──────── DATA TO EXAMINE ────────

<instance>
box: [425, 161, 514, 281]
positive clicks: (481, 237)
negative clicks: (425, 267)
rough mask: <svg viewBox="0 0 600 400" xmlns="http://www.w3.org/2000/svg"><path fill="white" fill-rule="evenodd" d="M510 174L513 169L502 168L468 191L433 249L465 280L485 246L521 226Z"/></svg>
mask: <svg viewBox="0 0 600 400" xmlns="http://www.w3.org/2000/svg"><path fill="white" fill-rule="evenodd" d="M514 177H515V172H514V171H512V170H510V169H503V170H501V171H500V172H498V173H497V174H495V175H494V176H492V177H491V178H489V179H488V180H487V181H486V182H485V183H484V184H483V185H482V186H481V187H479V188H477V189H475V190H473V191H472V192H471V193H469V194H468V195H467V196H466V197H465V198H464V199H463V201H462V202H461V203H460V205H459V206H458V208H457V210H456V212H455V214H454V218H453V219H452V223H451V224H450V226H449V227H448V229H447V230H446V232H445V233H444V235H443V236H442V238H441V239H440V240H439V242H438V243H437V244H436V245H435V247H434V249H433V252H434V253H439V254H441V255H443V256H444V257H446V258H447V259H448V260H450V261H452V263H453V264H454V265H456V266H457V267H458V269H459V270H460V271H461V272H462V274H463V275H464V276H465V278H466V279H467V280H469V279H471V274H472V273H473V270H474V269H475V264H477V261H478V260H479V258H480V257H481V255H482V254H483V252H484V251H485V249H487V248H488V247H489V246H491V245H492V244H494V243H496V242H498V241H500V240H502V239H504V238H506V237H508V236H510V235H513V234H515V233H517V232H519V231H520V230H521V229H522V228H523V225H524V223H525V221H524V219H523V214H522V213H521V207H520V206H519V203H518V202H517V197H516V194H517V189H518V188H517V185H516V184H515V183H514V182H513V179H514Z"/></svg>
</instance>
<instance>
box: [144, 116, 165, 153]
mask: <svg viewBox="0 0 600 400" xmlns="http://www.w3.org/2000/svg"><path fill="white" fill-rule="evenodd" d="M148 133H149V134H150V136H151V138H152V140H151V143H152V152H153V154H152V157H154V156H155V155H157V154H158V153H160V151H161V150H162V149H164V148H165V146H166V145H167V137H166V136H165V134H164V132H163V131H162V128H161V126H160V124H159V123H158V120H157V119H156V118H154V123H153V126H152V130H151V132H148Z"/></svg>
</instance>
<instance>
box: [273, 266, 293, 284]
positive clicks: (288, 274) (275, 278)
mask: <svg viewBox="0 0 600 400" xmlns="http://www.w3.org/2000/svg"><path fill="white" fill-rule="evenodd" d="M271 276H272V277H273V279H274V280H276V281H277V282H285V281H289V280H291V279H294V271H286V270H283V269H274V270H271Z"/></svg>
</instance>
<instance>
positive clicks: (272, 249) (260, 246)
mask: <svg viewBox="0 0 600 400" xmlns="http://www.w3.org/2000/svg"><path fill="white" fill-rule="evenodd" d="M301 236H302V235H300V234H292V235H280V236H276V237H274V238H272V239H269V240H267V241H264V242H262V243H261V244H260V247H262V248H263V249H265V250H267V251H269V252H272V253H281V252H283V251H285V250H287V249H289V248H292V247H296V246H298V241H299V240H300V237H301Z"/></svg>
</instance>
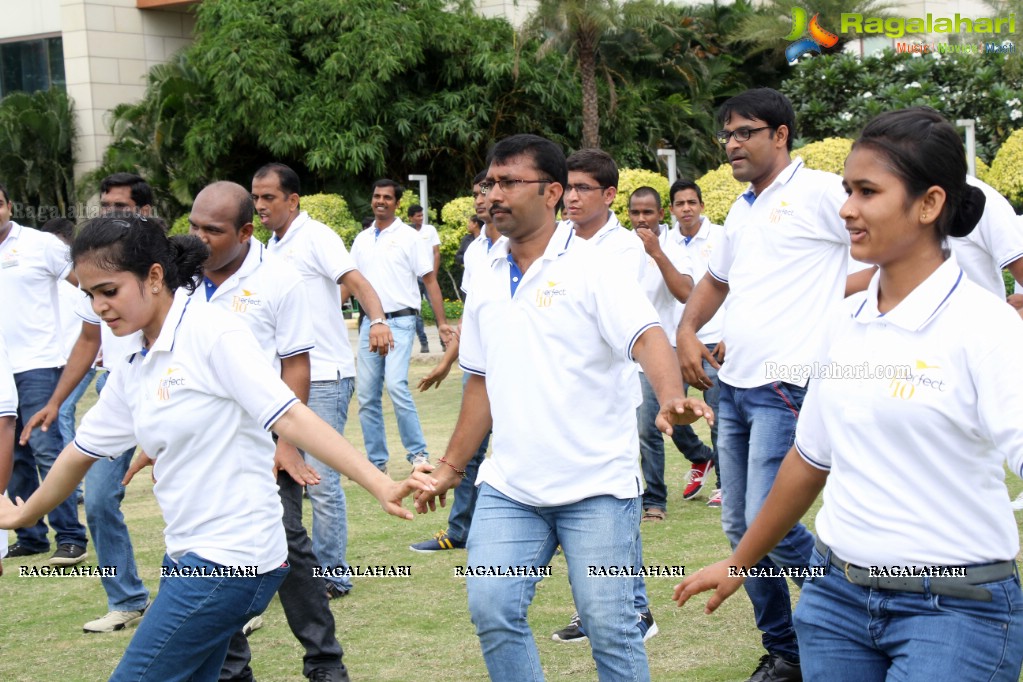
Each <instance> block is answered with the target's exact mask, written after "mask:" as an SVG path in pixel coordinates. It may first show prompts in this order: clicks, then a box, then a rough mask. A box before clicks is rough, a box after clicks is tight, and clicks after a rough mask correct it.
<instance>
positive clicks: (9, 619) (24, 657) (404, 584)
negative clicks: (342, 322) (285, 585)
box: [0, 365, 1023, 682]
mask: <svg viewBox="0 0 1023 682" xmlns="http://www.w3.org/2000/svg"><path fill="white" fill-rule="evenodd" d="M428 370H429V367H427V366H424V365H413V366H412V369H411V376H410V383H412V384H413V385H414V384H415V382H416V381H417V380H418V379H419V378H420V377H421V376H424V375H425V374H426V373H427V371H428ZM460 387H461V383H460V380H459V377H458V376H457V370H455V372H453V373H452V376H451V377H450V378H449V379H448V380H447V381H445V382H444V383H443V384H442V385H441V388H440V390H439V391H431V392H430V393H429V394H417V396H416V402H417V405H418V408H419V415H420V419H421V421H422V427H424V430H425V431H426V436H427V441H428V443H429V444H430V446H431V450H432V452H433V453H435V459H436V457H437V456H439V455H440V454H442V453H443V449H444V446H445V444H446V443H447V440H448V437H449V436H450V434H451V429H452V427H453V425H454V420H455V416H456V415H457V411H458V405H459V401H460ZM92 400H94V394H93V393H92V392H91V391H90V392H89V396H87V398H86V403H85V404H91V401H92ZM357 409H358V408H357V404H356V402H355V401H354V400H353V402H352V407H351V411H350V415H349V416H350V418H349V423H348V428H347V430H346V434H347V435H348V437H349V438H350V439H351V440H352V442H353V443H354V444H355V445H356V447H358V448H359V449H360V450H361V448H362V435H361V431H360V429H359V420H358V416H357ZM388 409H389V406H388V404H387V399H386V398H385V410H388ZM385 421H386V423H387V425H388V436H389V443H390V445H391V449H392V455H393V457H392V463H391V473H392V475H394V476H399V475H402V474H404V473H406V471H407V466H406V464H405V462H404V458H403V457H402V456H401V454H400V453H401V450H400V441H399V439H398V434H397V428H396V425H395V421H394V418H393V416H391V415H390V413H389V414H388V416H386V419H385ZM214 426H215V423H214V422H211V427H214ZM698 433H700V434H701V436H702V437H704V439H705V440H708V437H707V430H706V426H705V425H701V426H699V427H698ZM667 451H668V462H667V480H668V481H669V485H670V493H669V500H668V518H667V520H666V521H664V522H662V524H644V525H643V526H642V534H643V553H644V557H643V559H644V563H646V564H648V565H653V564H679V563H681V564H685V566H686V571H687V572H693V571H696V570H697V569H699V567H701V566H703V565H705V564H707V563H709V562H711V561H714V560H717V559H720V558H724V557H725V556H726V555H727V553H728V546H727V543H726V541H725V539H724V536H723V534H722V533H721V528H720V512H719V511H718V510H717V509H712V508H708V507H707V506H706V501H707V497H708V496H709V487H708V489H705V491H707V492H705V493H703V494H701V495H700V496H699V497H698V498H697V499H696V500H692V501H683V500H682V499H681V487H680V483H681V481H682V478H683V475H684V472H685V470H687V468H688V465H687V463H686V462H685V461H684V460H683V458H682V456H681V455H680V454H679V453H678V452H677V451H676V450H675V449H674V447H672V446H671V444H670V443H668V448H667ZM394 453H399V454H398V455H397V456H396V457H395V456H394ZM1009 485H1010V490H1011V491H1012V493H1013V495H1016V494H1018V493H1019V492H1020V490H1021V489H1023V482H1020V481H1019V480H1018V479H1017V478H1015V476H1010V484H1009ZM345 491H346V494H347V495H348V517H349V521H348V522H349V544H348V560H349V562H350V563H352V564H354V565H380V564H387V565H411V577H410V578H406V579H402V578H376V579H370V578H363V579H355V589H354V590H353V592H352V593H351V594H350V595H349V596H348V597H346V598H344V599H340V600H336V601H332V602H330V603H331V609H332V610H333V615H335V618H336V619H337V623H338V638H339V639H340V640H341V643H342V645H343V646H344V648H345V664H346V665H347V666H348V668H349V670H350V674H351V676H352V679H353V680H365V681H388V680H406V679H409V678H410V677H412V676H415V677H422V676H426V677H427V679H430V680H434V681H437V682H440V681H447V680H450V681H466V680H485V679H487V676H486V668H485V666H484V664H483V657H482V655H481V653H480V647H479V643H478V641H477V638H476V635H475V632H474V630H473V626H472V624H471V623H470V620H469V609H468V606H466V602H465V581H464V579H463V578H458V577H455V576H454V571H453V569H454V566H456V565H463V564H464V560H465V553H464V551H450V552H442V553H437V554H419V553H415V552H411V551H409V549H408V545H409V544H410V543H412V542H417V541H419V540H425V539H428V538H429V537H430V536H431V535H433V534H434V533H435V532H437V531H438V530H440V529H443V528H445V526H446V521H447V510H446V509H444V510H442V511H441V512H438V513H434V514H430V515H425V516H416V518H415V520H414V521H411V522H407V521H402V520H399V519H397V518H394V517H391V516H387V515H385V514H384V512H383V511H382V510H381V508H380V506H379V505H377V504H376V502H375V501H374V500H373V499H372V498H371V497H370V496H369V495H368V494H366V493H365V492H364V491H363V490H362V489H361V488H359V487H358V486H355V485H354V484H352V483H351V482H347V481H346V483H345ZM964 494H971V492H970V491H964ZM307 505H308V503H307ZM124 512H125V515H126V517H127V519H128V524H129V527H130V528H131V530H132V539H133V541H134V544H135V555H136V559H137V562H138V565H139V570H140V572H141V575H142V578H143V580H144V581H145V583H146V585H147V586H148V587H149V588H150V589H154V588H155V587H157V585H158V574H159V570H160V563H161V560H162V558H163V555H164V539H163V535H162V531H163V521H162V518H161V515H160V511H159V509H158V508H157V505H155V502H154V500H153V498H152V494H151V485H150V482H149V480H148V478H147V476H145V475H143V476H140V478H138V479H137V480H136V481H135V482H134V483H132V485H131V486H130V487H129V489H128V491H127V494H126V496H125V502H124ZM815 512H816V505H815V506H814V508H813V509H811V511H810V513H809V514H807V518H806V520H807V521H812V518H813V514H814V513H815ZM82 517H83V520H84V512H83V513H82ZM310 517H311V516H310V511H309V509H308V506H307V509H306V521H307V528H308V522H309V520H310ZM10 540H11V542H13V533H11V534H10ZM45 558H46V556H45V555H41V556H38V557H29V558H28V559H19V560H13V559H10V560H7V561H5V562H4V576H3V577H2V578H0V680H3V681H4V682H15V681H23V680H25V681H32V682H36V681H43V680H46V681H48V680H56V679H59V680H62V681H65V682H73V681H77V680H82V681H88V682H93V681H95V680H105V679H106V678H107V677H108V676H109V674H110V672H112V671H113V670H114V668H115V666H116V665H117V662H118V660H119V658H120V656H121V653H122V651H123V650H124V648H125V646H126V645H127V644H128V640H129V638H130V637H131V636H132V633H133V632H134V629H129V630H128V631H126V632H121V633H114V634H107V635H86V634H83V633H82V629H81V626H82V624H83V623H85V622H86V621H89V620H91V619H93V618H96V617H98V616H101V615H102V613H103V612H105V610H106V599H105V594H104V592H103V589H102V587H101V586H100V583H99V580H98V579H89V578H48V579H44V578H19V577H18V576H17V573H18V566H19V565H33V564H37V563H42V562H44V561H45ZM87 563H89V564H92V565H94V564H95V554H94V553H93V552H92V549H91V547H90V560H89V561H88V562H87ZM551 565H552V577H551V578H548V579H545V580H544V581H543V582H541V583H540V586H539V589H538V590H537V593H536V598H535V599H534V601H533V606H532V608H531V610H530V624H531V626H532V628H533V632H534V634H535V635H536V640H537V645H538V646H539V649H540V657H541V661H542V662H543V667H544V671H545V673H546V677H547V679H548V680H564V679H575V680H593V679H595V668H594V665H593V662H592V660H591V657H590V650H589V646H588V644H558V643H555V642H552V641H551V640H550V638H549V636H550V633H551V632H552V631H554V630H557V629H559V628H561V627H563V626H565V625H566V623H567V622H568V619H569V617H570V616H571V615H572V610H573V606H572V599H571V594H570V592H569V586H568V581H567V579H566V575H567V572H566V566H565V561H564V559H563V558H562V557H555V558H554V560H553V562H552V564H551ZM675 582H677V581H675V580H673V579H670V578H651V579H648V582H647V588H648V592H649V596H650V601H651V605H652V608H653V612H654V617H655V619H656V620H657V623H658V625H659V627H660V629H661V634H660V635H658V636H657V637H655V638H653V639H651V640H650V641H649V642H648V644H647V650H648V652H649V654H650V664H651V672H652V677H653V679H654V680H658V681H660V680H686V681H694V682H701V681H707V682H710V681H714V682H718V681H725V680H745V679H746V678H747V677H748V676H749V674H750V673H751V672H752V671H753V668H754V667H755V666H756V664H757V661H758V658H759V656H760V655H761V653H762V652H763V650H762V649H761V647H760V636H759V633H758V631H757V630H756V628H755V626H754V624H753V613H752V609H751V607H750V603H749V600H748V599H747V598H746V597H745V594H743V593H740V594H737V595H736V597H733V598H731V599H729V600H728V601H726V602H725V603H724V605H722V606H721V608H720V609H718V611H717V612H716V613H715V615H714V616H711V617H705V616H703V612H702V605H703V601H704V599H703V598H698V601H699V603H692V604H690V605H688V606H686V607H685V608H684V609H679V608H677V607H675V605H674V604H673V603H672V602H671V600H670V597H671V591H672V587H673V586H674V583H675ZM264 618H265V620H266V625H265V627H264V628H263V629H262V630H259V631H257V632H256V633H254V634H253V635H252V637H251V638H250V643H251V645H252V649H253V668H254V670H255V672H256V677H257V679H259V680H261V681H269V682H273V681H285V680H303V679H304V678H303V677H302V654H303V650H302V648H301V647H300V646H299V644H298V642H297V641H296V640H295V638H294V637H293V636H292V633H291V631H290V630H288V628H287V624H286V622H285V621H284V617H283V612H282V611H281V608H280V604H279V602H278V601H277V600H276V599H274V601H273V602H271V604H270V607H269V608H268V609H267V612H266V613H265V615H264Z"/></svg>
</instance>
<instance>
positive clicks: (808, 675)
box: [795, 549, 1023, 682]
mask: <svg viewBox="0 0 1023 682" xmlns="http://www.w3.org/2000/svg"><path fill="white" fill-rule="evenodd" d="M810 565H828V562H827V560H826V558H825V557H824V556H821V555H820V553H819V552H817V551H816V549H814V550H813V558H812V559H811V561H810ZM983 587H985V588H987V589H988V590H990V592H991V596H992V599H991V601H975V600H970V599H962V598H958V597H949V596H944V595H937V594H931V593H929V592H927V593H924V594H915V593H910V592H893V591H886V590H872V589H871V588H869V587H861V586H859V585H853V584H852V583H850V582H849V581H847V580H846V579H845V576H843V575H842V573H841V572H839V571H838V570H837V569H835V567H834V566H830V571H829V572H828V575H827V576H825V577H822V578H811V579H807V580H806V582H805V583H804V584H803V590H802V594H801V595H800V597H799V604H798V605H797V606H796V616H795V621H796V631H797V632H798V633H799V652H800V657H801V661H802V670H803V679H806V680H824V679H827V680H829V681H830V682H884V681H885V680H927V681H928V682H970V681H974V680H976V681H977V682H980V681H981V680H983V681H984V682H988V681H996V682H1016V681H1017V680H1018V679H1019V675H1020V667H1021V664H1023V592H1021V591H1020V581H1019V576H1013V577H1011V578H1007V579H1006V580H1003V581H998V582H994V583H988V584H986V585H984V586H983Z"/></svg>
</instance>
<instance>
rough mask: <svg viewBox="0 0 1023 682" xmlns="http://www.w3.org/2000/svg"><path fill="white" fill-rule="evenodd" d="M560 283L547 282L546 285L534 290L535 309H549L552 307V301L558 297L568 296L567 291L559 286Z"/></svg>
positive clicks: (567, 291) (562, 286)
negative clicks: (546, 284)
mask: <svg viewBox="0 0 1023 682" xmlns="http://www.w3.org/2000/svg"><path fill="white" fill-rule="evenodd" d="M559 284H560V282H554V281H550V280H547V285H546V286H545V287H544V286H540V287H537V289H536V307H537V308H550V306H552V305H553V303H554V299H557V298H558V297H564V295H568V291H567V290H566V289H565V287H563V286H559Z"/></svg>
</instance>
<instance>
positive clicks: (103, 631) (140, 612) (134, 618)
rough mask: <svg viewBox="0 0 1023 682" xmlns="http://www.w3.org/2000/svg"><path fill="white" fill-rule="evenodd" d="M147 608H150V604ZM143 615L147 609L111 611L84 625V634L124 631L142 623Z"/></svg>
mask: <svg viewBox="0 0 1023 682" xmlns="http://www.w3.org/2000/svg"><path fill="white" fill-rule="evenodd" d="M145 606H146V608H148V606H149V604H146V605H145ZM143 613H145V608H140V609H139V610H132V611H110V612H108V613H107V615H106V616H103V617H102V618H97V619H96V620H95V621H89V622H88V623H86V624H85V625H83V626H82V632H95V633H99V632H117V631H118V630H124V629H125V628H126V627H128V626H129V625H131V624H133V623H137V622H138V621H140V620H141V619H142V615H143Z"/></svg>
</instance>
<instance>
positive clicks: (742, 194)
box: [700, 156, 803, 219]
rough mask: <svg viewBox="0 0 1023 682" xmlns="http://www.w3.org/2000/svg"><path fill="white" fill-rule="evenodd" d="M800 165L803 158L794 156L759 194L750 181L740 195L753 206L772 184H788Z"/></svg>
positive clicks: (788, 183) (765, 192) (802, 161)
mask: <svg viewBox="0 0 1023 682" xmlns="http://www.w3.org/2000/svg"><path fill="white" fill-rule="evenodd" d="M802 167H803V160H802V158H800V157H799V156H796V157H795V158H793V160H792V161H791V162H790V163H789V165H788V166H786V167H785V168H784V169H783V170H782V172H781V173H779V174H777V177H776V178H774V181H773V182H771V183H770V184H769V185H767V186H766V187H764V190H763V191H762V192H760V194H759V195H758V194H756V193H754V191H753V183H750V185H749V187H747V188H746V191H745V192H743V193H742V197H743V198H744V199H746V202H747V203H749V204H750V206H753V202H754V201H756V200H757V198H758V196H762V195H764V194H766V193H767V192H769V191H770V190H771V188H772V187H774V185H787V184H789V181H790V180H792V178H793V176H794V175H796V171H798V170H799V169H800V168H802ZM700 218H701V219H703V218H704V217H703V216H700Z"/></svg>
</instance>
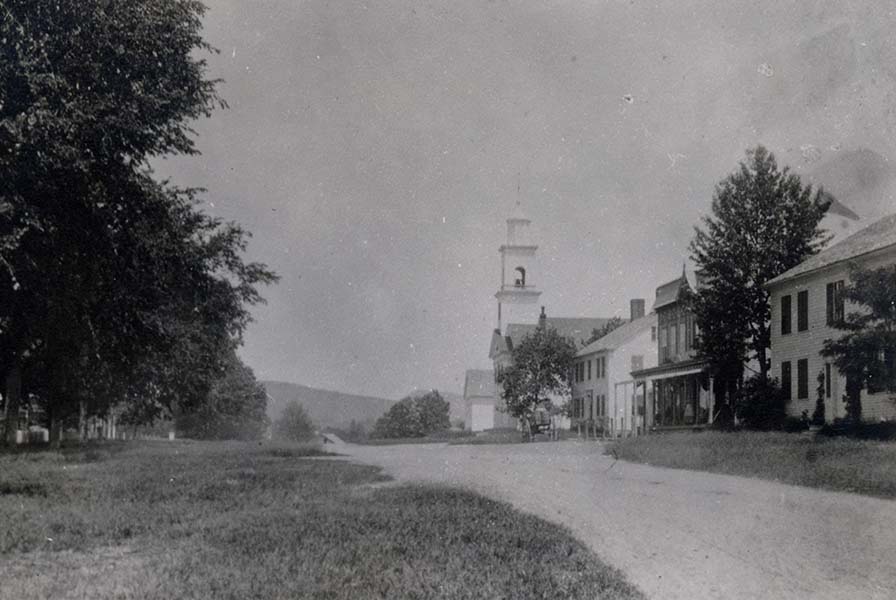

────────

• PROBLEM TO WORK ON: Every line above from the line with "positive clicks: (9, 619)" to the line with "negative clicks: (342, 322) (285, 585)", both included, must be reproduced exactly, and no other line may appear.

• ANSWER AREA:
positive clicks: (9, 619) (24, 657) (404, 584)
negative clicks: (342, 322) (285, 585)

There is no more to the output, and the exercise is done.